-- Begin Extract provided --

Terenci Moix (; real name Ramon Moix i Meseguer; 5 January 1942, in Barcelona – 2 April 2003, in Barcelona) was a Spanish writer, who wrote in Spanish, and in Catalan. He is also the brother of poet/novelist Ana Maria Moix.

Life and work
Self-taught, his first work, La torre de los vicios capitales (La torre dels vicis capitals, in Catalan), was published in 1968. Many of his early works criticised the values of his time, especially the official morality of Francoism. In 1990, he wrote and published a children's book called, Los Grandes Mitos del Cine (English version as "The Greatest Stories of Hollywood Cinema"), which is illustrated by Willi Glasauer, and published by Círculo de Lectores. This children's book includes fun facts, trivia, and information accompanied by photos and Willi Glasauer's illustrations of the classic Hollywood films and stars such as Casablanca, Gone with the Wind, Cleopatra, and Tarzan the Ape Man.

-- End Extract provided --

Description of the task:
Extend the biographical text on the writer Terenci Moix, starting after its final sentence.

-- Begin Record excerpts --

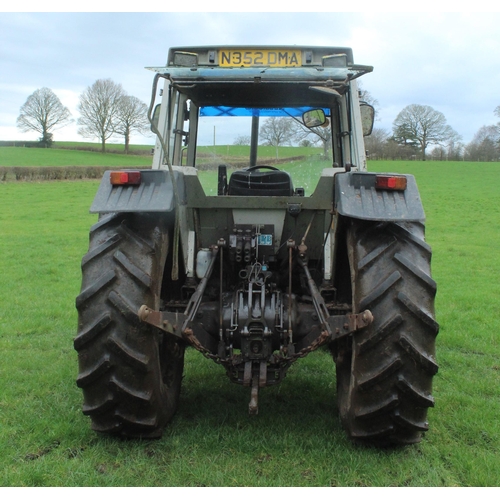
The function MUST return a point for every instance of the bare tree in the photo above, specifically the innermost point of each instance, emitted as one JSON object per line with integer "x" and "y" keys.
{"x": 242, "y": 140}
{"x": 43, "y": 112}
{"x": 314, "y": 135}
{"x": 277, "y": 131}
{"x": 131, "y": 117}
{"x": 99, "y": 107}
{"x": 422, "y": 126}
{"x": 484, "y": 145}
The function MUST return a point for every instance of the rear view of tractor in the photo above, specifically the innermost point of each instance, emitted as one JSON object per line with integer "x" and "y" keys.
{"x": 265, "y": 269}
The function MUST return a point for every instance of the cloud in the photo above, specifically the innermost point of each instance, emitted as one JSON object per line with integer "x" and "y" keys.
{"x": 442, "y": 59}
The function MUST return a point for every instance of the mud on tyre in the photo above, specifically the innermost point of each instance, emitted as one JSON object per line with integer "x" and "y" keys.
{"x": 384, "y": 372}
{"x": 129, "y": 373}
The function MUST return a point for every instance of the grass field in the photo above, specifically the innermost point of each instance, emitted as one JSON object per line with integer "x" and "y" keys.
{"x": 296, "y": 440}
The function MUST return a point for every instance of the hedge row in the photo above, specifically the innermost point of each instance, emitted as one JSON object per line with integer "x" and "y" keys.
{"x": 53, "y": 173}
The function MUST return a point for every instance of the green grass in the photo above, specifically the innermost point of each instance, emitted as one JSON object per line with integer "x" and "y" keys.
{"x": 28, "y": 157}
{"x": 296, "y": 439}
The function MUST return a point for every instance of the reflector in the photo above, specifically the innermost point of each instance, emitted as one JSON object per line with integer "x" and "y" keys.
{"x": 392, "y": 182}
{"x": 125, "y": 178}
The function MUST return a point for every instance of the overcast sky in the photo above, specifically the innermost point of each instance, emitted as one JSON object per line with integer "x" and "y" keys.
{"x": 450, "y": 61}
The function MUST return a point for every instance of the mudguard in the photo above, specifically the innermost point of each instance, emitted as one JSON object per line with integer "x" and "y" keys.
{"x": 356, "y": 196}
{"x": 153, "y": 194}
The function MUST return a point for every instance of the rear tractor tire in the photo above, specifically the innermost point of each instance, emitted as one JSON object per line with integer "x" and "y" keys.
{"x": 385, "y": 371}
{"x": 130, "y": 373}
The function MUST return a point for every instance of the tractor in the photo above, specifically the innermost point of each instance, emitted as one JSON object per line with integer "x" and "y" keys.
{"x": 227, "y": 246}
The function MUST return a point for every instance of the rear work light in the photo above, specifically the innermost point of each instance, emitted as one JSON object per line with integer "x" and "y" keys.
{"x": 390, "y": 182}
{"x": 125, "y": 178}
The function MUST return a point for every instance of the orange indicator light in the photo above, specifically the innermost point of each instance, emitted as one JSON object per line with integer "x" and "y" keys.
{"x": 391, "y": 182}
{"x": 125, "y": 178}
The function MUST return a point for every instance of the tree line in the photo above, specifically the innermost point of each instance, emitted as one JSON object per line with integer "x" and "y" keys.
{"x": 105, "y": 108}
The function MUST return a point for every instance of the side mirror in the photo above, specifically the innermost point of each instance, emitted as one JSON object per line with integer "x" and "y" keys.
{"x": 367, "y": 117}
{"x": 314, "y": 118}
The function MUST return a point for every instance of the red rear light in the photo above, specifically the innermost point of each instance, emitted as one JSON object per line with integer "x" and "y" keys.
{"x": 391, "y": 182}
{"x": 125, "y": 178}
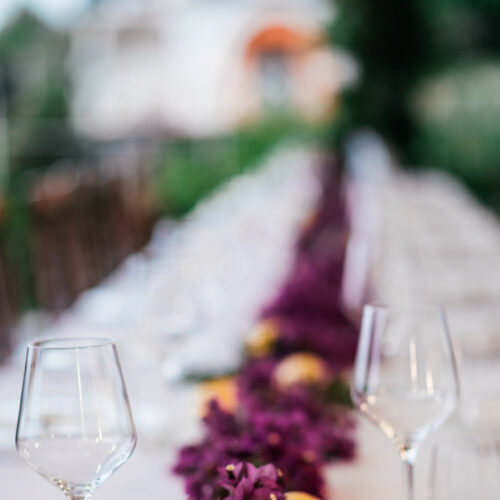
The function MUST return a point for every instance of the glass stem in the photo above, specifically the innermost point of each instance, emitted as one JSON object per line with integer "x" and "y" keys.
{"x": 409, "y": 456}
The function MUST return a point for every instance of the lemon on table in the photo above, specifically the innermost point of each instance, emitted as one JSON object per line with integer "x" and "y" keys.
{"x": 301, "y": 367}
{"x": 298, "y": 495}
{"x": 221, "y": 389}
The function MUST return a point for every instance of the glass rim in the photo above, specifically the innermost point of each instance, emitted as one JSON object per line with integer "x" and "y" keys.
{"x": 68, "y": 343}
{"x": 401, "y": 306}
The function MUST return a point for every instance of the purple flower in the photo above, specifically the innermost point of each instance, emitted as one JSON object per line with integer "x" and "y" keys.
{"x": 244, "y": 481}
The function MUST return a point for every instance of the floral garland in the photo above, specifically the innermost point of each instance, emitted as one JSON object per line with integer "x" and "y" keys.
{"x": 273, "y": 427}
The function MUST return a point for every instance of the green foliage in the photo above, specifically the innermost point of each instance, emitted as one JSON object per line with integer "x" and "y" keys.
{"x": 457, "y": 113}
{"x": 390, "y": 42}
{"x": 189, "y": 170}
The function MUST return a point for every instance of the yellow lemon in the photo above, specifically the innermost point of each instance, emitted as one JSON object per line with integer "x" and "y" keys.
{"x": 262, "y": 338}
{"x": 300, "y": 367}
{"x": 221, "y": 389}
{"x": 298, "y": 495}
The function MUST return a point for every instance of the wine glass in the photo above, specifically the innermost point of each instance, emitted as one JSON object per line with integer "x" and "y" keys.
{"x": 405, "y": 376}
{"x": 75, "y": 426}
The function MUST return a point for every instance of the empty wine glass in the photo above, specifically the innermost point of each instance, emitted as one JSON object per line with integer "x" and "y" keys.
{"x": 405, "y": 375}
{"x": 75, "y": 426}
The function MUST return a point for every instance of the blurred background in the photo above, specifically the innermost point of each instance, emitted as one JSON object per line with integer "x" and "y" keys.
{"x": 115, "y": 114}
{"x": 158, "y": 159}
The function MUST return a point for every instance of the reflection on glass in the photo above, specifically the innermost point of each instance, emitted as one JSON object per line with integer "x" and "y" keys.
{"x": 405, "y": 378}
{"x": 75, "y": 426}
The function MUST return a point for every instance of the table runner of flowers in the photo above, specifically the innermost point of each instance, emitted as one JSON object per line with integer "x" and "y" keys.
{"x": 270, "y": 430}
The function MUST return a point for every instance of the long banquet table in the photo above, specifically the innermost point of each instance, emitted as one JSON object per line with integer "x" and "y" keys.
{"x": 260, "y": 214}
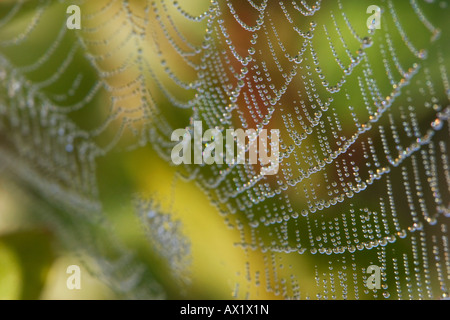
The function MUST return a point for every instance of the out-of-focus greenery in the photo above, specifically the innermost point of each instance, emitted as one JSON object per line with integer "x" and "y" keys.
{"x": 33, "y": 261}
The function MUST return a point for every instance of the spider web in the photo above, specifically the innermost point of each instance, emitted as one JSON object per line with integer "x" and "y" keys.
{"x": 363, "y": 117}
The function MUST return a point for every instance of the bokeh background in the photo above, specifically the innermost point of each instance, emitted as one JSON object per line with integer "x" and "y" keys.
{"x": 157, "y": 235}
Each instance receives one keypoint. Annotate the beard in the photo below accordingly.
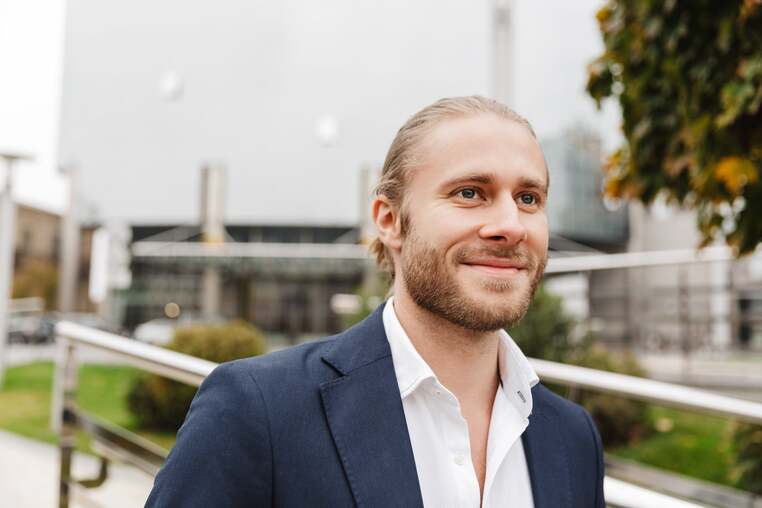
(430, 281)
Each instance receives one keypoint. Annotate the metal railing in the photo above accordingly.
(112, 443)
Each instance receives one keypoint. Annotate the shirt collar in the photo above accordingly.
(516, 373)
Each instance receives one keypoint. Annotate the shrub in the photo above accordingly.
(747, 469)
(548, 333)
(160, 403)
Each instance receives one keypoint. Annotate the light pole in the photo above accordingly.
(7, 245)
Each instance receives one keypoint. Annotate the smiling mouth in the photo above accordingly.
(496, 269)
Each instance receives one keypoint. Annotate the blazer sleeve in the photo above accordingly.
(600, 501)
(223, 454)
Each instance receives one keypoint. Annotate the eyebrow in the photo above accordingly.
(489, 179)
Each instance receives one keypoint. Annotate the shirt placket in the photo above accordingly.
(458, 448)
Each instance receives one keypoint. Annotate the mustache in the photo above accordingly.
(518, 255)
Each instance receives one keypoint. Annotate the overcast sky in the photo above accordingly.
(555, 39)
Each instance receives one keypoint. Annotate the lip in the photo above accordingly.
(496, 266)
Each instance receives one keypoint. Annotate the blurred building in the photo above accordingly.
(576, 210)
(281, 295)
(37, 235)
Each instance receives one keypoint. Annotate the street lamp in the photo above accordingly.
(7, 244)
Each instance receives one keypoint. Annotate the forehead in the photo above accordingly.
(477, 144)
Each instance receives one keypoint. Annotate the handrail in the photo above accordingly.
(184, 368)
(177, 366)
(657, 392)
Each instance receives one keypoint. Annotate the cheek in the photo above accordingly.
(538, 233)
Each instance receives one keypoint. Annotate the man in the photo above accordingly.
(428, 401)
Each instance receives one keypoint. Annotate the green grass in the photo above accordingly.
(26, 396)
(698, 446)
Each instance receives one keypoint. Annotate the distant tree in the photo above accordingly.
(688, 76)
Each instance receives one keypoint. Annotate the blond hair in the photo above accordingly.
(401, 155)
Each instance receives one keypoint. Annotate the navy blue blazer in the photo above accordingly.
(322, 425)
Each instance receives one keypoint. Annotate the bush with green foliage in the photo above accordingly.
(619, 420)
(747, 470)
(160, 403)
(546, 331)
(549, 333)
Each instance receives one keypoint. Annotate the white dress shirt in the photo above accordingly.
(439, 433)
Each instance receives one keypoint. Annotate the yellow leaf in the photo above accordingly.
(735, 173)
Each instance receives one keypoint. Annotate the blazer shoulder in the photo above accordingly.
(563, 408)
(579, 436)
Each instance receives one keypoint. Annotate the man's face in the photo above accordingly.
(477, 240)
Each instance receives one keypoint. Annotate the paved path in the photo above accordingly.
(29, 477)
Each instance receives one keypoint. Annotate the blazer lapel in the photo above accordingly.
(364, 412)
(546, 456)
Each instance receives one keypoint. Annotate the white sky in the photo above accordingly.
(554, 39)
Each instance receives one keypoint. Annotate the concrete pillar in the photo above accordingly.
(69, 252)
(213, 233)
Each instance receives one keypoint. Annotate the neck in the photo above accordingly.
(464, 361)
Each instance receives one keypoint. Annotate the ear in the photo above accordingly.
(386, 217)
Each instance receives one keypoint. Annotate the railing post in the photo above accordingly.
(66, 390)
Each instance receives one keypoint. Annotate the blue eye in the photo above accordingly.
(468, 193)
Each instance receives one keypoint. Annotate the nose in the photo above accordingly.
(503, 222)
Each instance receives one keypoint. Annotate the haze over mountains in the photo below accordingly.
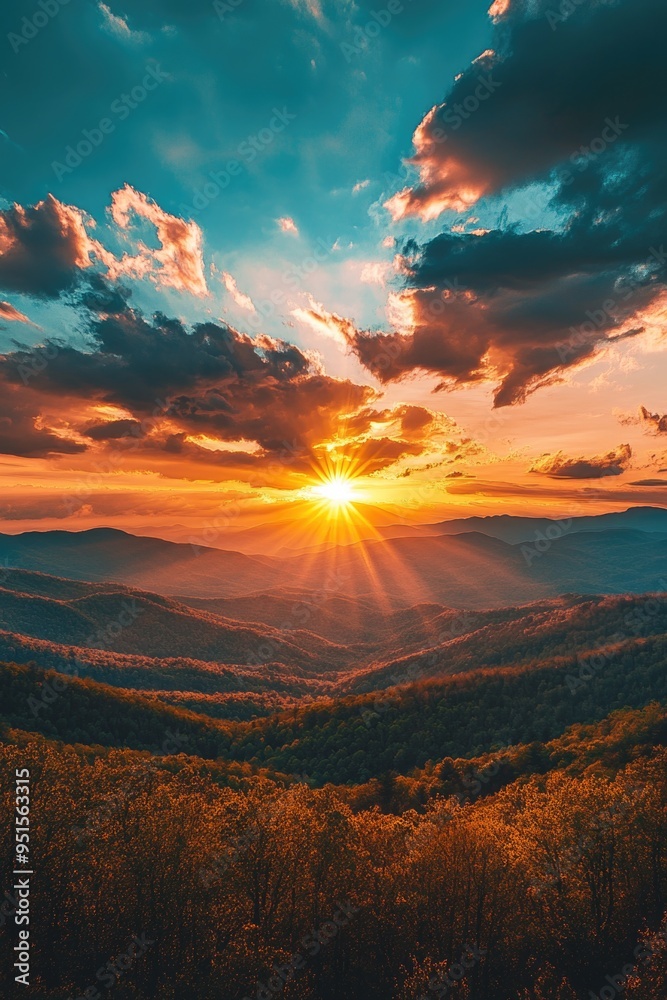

-- End Record excerpts --

Result for this exercise:
He wrote in several newspapers: Tele-Exprés, Tele-Estel, El Correo Catalán, Destino, Serra d'Or, and El País. He was openly homosexual, and participated in many TV gatherings.

Death
Moix died of emphysema on 2 April 2003 in Barcelona.

Awards
In 1992, he won the Ramon Llull Novel Award for El sexe dels àngels. In 1996, he became the first winner of the Fernando Lara Novel Award for his then-unpublished work El amargo don de la belleza.

An annual literature prize, bearing his name, the Terenci Moix Fundación Arena de Narrativa Gay y Lésbica, has been instituted. It was won most recently by Spanish novelist Rafael Peñas Cruz for his coming-of-age work, Charlie.

Novels
La torre de los vicios capitales
El dia que murio Marilyn
Olas sobre una roca desierta
Món mascle
La caiguda de L'imperi sodomita
La increada conciencia de la raza o melodrama
Sadistic, esperpentic i adhuc metafisic
Nuestro Virgen de los mártires
Amami, Alfredo! o polvo de estrellas
No digas que fue un sueño
Garras de astracan
Mujercisimas
La herida de la esfinge
El arpista ciego
El amargo don de la belleza (2011),

Collections of short stories
La torre de los vicios capitals
Tots els contes (Todos los cuentos)

Essays
Iniciació a una història del cine
Los cómics, arte para el consumo y formas pop
El sadismo de nuestra infancia
Terenci del Nilo
Crónicas italianas
Hollywood stories (2 vols.)
The Greatest Stories of Hollywood Cinema (Illustrated by Willi Glasauer), (Círculo de Lectores)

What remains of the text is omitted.